== Records ==

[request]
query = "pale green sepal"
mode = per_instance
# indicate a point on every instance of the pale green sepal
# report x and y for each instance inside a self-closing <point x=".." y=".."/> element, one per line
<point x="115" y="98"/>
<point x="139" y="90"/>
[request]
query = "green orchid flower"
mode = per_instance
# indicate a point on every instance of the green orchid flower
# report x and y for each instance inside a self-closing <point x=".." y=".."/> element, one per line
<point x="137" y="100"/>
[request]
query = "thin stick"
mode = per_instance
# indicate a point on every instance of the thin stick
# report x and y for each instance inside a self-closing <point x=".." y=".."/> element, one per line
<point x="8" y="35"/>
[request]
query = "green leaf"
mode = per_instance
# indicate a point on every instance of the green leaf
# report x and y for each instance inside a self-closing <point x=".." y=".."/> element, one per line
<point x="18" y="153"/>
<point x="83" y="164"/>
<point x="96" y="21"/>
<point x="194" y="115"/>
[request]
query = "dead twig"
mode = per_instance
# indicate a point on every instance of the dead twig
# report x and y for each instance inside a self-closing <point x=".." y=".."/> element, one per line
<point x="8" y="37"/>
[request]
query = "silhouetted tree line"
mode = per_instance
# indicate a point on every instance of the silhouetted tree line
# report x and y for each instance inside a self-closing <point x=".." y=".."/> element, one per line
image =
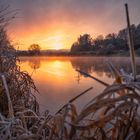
<point x="109" y="44"/>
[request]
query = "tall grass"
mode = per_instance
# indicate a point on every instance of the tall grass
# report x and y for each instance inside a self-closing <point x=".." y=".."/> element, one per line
<point x="113" y="115"/>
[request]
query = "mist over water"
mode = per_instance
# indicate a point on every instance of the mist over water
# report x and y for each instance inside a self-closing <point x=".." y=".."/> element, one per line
<point x="58" y="81"/>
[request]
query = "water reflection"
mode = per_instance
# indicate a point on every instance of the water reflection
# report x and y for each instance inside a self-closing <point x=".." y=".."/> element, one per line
<point x="100" y="65"/>
<point x="58" y="81"/>
<point x="35" y="64"/>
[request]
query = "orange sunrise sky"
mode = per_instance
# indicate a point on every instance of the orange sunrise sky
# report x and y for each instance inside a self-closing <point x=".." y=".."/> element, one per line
<point x="56" y="24"/>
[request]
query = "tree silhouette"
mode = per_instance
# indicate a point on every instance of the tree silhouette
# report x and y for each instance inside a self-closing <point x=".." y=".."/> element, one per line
<point x="84" y="43"/>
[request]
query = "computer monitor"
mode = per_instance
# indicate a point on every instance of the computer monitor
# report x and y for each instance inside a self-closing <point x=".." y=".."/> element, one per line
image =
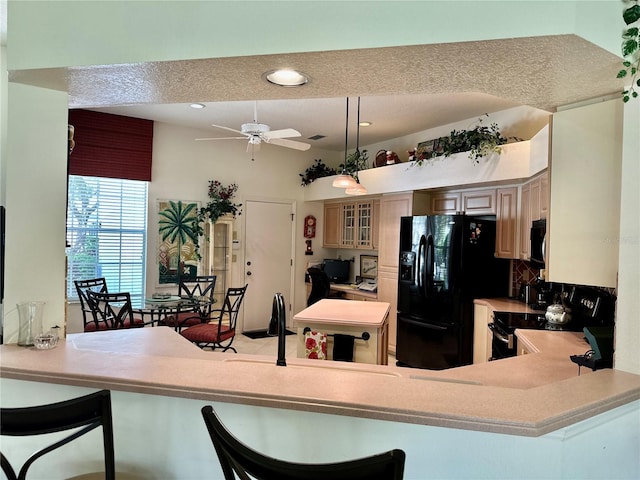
<point x="338" y="271"/>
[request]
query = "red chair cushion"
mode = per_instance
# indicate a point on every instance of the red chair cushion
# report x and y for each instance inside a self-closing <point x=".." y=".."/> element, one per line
<point x="207" y="333"/>
<point x="185" y="319"/>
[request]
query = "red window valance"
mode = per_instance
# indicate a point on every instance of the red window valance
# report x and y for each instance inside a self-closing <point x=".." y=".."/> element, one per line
<point x="113" y="146"/>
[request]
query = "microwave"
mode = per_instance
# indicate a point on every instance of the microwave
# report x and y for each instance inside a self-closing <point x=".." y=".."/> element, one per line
<point x="538" y="243"/>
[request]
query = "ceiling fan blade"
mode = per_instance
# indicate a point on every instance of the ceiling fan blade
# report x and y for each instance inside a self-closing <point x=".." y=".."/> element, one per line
<point x="227" y="128"/>
<point x="222" y="138"/>
<point x="282" y="142"/>
<point x="284" y="133"/>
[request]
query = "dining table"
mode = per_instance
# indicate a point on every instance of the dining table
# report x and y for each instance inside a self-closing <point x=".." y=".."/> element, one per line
<point x="156" y="309"/>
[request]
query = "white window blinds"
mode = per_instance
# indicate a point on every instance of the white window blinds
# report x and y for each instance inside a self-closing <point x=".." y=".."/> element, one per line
<point x="106" y="233"/>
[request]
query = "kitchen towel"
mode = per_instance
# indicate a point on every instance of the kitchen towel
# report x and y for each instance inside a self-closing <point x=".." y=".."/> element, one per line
<point x="315" y="345"/>
<point x="343" y="347"/>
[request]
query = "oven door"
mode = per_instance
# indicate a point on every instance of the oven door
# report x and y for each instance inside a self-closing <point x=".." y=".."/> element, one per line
<point x="503" y="344"/>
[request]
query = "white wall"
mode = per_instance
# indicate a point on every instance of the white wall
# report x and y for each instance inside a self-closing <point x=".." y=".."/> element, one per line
<point x="604" y="446"/>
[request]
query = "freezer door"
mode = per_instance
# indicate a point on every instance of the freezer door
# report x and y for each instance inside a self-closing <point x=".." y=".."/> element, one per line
<point x="427" y="345"/>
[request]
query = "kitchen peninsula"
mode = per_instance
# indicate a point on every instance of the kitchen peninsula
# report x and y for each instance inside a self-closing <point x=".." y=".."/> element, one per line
<point x="160" y="381"/>
<point x="368" y="322"/>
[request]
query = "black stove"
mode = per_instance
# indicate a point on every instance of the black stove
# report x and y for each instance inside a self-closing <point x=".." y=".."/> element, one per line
<point x="588" y="306"/>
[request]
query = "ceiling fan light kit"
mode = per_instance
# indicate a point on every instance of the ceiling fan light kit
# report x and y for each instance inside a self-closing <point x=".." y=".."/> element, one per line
<point x="286" y="78"/>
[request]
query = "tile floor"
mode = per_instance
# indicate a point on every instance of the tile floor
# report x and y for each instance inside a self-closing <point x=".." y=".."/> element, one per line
<point x="264" y="346"/>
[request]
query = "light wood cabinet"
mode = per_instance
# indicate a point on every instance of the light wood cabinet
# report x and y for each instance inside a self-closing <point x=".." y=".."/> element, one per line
<point x="479" y="202"/>
<point x="470" y="202"/>
<point x="351" y="224"/>
<point x="507" y="222"/>
<point x="534" y="205"/>
<point x="447" y="203"/>
<point x="481" y="338"/>
<point x="216" y="255"/>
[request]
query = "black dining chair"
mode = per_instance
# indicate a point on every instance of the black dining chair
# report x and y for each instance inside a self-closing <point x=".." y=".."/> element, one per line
<point x="112" y="311"/>
<point x="235" y="456"/>
<point x="82" y="287"/>
<point x="81" y="414"/>
<point x="221" y="330"/>
<point x="200" y="289"/>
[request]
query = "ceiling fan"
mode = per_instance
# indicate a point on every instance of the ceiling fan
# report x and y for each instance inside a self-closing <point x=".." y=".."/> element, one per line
<point x="259" y="132"/>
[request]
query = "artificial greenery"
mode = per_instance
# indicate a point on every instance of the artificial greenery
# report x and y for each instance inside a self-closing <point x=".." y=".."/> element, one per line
<point x="315" y="171"/>
<point x="480" y="141"/>
<point x="355" y="162"/>
<point x="631" y="49"/>
<point x="220" y="203"/>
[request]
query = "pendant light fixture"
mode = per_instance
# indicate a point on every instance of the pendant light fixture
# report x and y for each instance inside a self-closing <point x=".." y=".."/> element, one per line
<point x="344" y="180"/>
<point x="358" y="188"/>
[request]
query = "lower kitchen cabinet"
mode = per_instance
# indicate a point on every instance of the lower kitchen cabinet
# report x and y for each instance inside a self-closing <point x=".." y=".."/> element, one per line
<point x="481" y="337"/>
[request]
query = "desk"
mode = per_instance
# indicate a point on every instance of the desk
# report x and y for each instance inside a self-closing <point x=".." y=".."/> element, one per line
<point x="351" y="292"/>
<point x="349" y="318"/>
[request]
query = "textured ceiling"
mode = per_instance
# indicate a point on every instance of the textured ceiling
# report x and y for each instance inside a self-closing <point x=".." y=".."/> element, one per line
<point x="404" y="89"/>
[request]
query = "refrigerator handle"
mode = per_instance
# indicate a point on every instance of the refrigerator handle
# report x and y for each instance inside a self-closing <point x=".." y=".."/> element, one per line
<point x="420" y="263"/>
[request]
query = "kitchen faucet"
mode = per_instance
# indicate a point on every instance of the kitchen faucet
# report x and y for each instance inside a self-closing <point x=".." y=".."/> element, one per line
<point x="277" y="326"/>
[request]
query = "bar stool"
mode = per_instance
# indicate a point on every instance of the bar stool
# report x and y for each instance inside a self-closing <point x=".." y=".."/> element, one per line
<point x="89" y="412"/>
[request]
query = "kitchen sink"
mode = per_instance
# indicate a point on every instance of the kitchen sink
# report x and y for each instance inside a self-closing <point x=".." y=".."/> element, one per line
<point x="325" y="365"/>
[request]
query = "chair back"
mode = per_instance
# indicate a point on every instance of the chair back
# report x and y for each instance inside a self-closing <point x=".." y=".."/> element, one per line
<point x="201" y="286"/>
<point x="236" y="457"/>
<point x="82" y="287"/>
<point x="231" y="307"/>
<point x="320" y="285"/>
<point x="112" y="310"/>
<point x="88" y="412"/>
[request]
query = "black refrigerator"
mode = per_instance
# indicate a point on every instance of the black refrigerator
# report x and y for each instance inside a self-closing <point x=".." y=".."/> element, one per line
<point x="445" y="262"/>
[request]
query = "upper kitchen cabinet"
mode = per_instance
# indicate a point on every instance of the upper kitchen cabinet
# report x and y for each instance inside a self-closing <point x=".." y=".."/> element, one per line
<point x="507" y="222"/>
<point x="534" y="205"/>
<point x="470" y="202"/>
<point x="331" y="232"/>
<point x="584" y="211"/>
<point x="351" y="224"/>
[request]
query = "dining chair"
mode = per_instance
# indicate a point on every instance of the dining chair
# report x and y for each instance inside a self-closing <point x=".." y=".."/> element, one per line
<point x="112" y="311"/>
<point x="235" y="456"/>
<point x="82" y="287"/>
<point x="221" y="330"/>
<point x="199" y="289"/>
<point x="89" y="412"/>
<point x="320" y="286"/>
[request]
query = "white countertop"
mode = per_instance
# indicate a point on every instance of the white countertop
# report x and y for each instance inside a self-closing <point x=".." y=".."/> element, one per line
<point x="528" y="395"/>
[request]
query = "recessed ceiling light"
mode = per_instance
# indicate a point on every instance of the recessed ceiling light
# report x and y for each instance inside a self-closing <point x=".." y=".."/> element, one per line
<point x="286" y="78"/>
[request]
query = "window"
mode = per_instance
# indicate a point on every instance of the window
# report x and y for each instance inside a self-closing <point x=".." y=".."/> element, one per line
<point x="107" y="234"/>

===

Find every line in the items above that contains the string "sepal", and copy each one. Matching is case-sensitive.

Task answer
query = "pale green sepal"
# indicate a point on every instance of the pale green sepal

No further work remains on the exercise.